**** PROVIDED DATA

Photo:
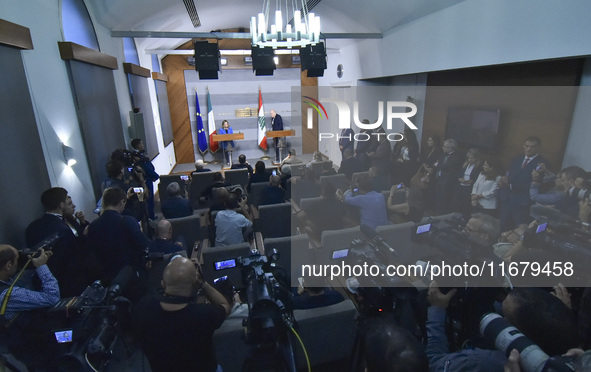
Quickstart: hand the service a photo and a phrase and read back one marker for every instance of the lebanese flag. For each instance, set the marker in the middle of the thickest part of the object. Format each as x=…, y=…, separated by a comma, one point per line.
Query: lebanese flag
x=262, y=136
x=213, y=145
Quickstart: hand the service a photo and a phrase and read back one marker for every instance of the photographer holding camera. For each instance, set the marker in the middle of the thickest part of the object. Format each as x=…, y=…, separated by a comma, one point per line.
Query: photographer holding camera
x=175, y=333
x=23, y=330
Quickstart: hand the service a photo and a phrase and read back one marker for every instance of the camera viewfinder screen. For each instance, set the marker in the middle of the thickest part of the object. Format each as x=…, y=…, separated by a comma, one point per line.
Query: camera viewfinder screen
x=63, y=336
x=541, y=227
x=341, y=253
x=228, y=264
x=423, y=228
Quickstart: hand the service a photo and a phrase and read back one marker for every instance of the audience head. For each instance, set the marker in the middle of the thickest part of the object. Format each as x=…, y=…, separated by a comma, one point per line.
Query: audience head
x=137, y=144
x=173, y=189
x=218, y=177
x=543, y=318
x=54, y=198
x=164, y=229
x=286, y=170
x=532, y=146
x=114, y=198
x=275, y=181
x=114, y=169
x=259, y=167
x=231, y=201
x=484, y=227
x=390, y=348
x=570, y=174
x=449, y=146
x=180, y=277
x=434, y=142
x=8, y=261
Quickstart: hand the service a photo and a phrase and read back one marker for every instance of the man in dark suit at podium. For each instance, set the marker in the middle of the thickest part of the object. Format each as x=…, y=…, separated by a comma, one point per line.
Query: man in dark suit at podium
x=513, y=194
x=276, y=124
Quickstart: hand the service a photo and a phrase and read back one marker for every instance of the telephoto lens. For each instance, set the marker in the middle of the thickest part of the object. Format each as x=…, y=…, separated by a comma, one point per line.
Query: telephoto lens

********

| WORK REQUEST |
Your reply must reproduce all of the entries exactly and contain no pictures.

| TASK SOLUTION |
Photo:
Quickstart: hand the service a photo and a phrase and read back one marker for every instance of the lebanese flag. For each instance, set the marker in the middle of the thickest part of the object. Format each as x=…, y=…, separated by a comma, one point per line.
Query: lebanese flag
x=262, y=136
x=213, y=145
Quickstart: hand the service a photo and a phrase and read back one marker for every instance of the photographer holding camera. For each instance, set the marker in the middle of the thickest part of the object. Format each as x=…, y=…, separated by a comma, one point per line.
Query: photographer holding camera
x=175, y=333
x=23, y=330
Quickstart: hand the service a photo and a phrase and read back one marker for every instance of the camera viewfinder screen. For each instance, set the marker in the middle of the thickest part of the object. Format each as x=…, y=…, separated by a comma, one point per line.
Query: camera viewfinder screen
x=63, y=336
x=541, y=227
x=341, y=253
x=228, y=264
x=423, y=228
Quickstart: hand the service a photo and a phrase and read back one marker for every instance of the audience head. For each instance, set the marker in the middle of the thickest part of the object. Format each as x=…, y=…, separated by a comma, one point per line.
Query: audience head
x=137, y=144
x=173, y=189
x=218, y=177
x=543, y=318
x=54, y=198
x=164, y=229
x=286, y=170
x=532, y=146
x=114, y=198
x=275, y=181
x=114, y=169
x=259, y=167
x=231, y=201
x=484, y=227
x=390, y=348
x=570, y=174
x=449, y=146
x=180, y=277
x=434, y=142
x=8, y=261
Quickstart: hand the service a photo and a phrase and read back one marker for every instance of the man in dark suit at podium. For each instance, set the marker in the middle of the thickest part of the object. Format each as x=…, y=…, separated by a comma, one point per line.
Query: man in dark suit at podium
x=513, y=194
x=276, y=124
Quickstart: hand the service a photo and a phrase and read back one marker for every instance of the telephoto lens. For each instance, set the marker in the middle of the thickest part of the object. Format each as x=…, y=…, separated by a comma, one point per line.
Query: telephoto lens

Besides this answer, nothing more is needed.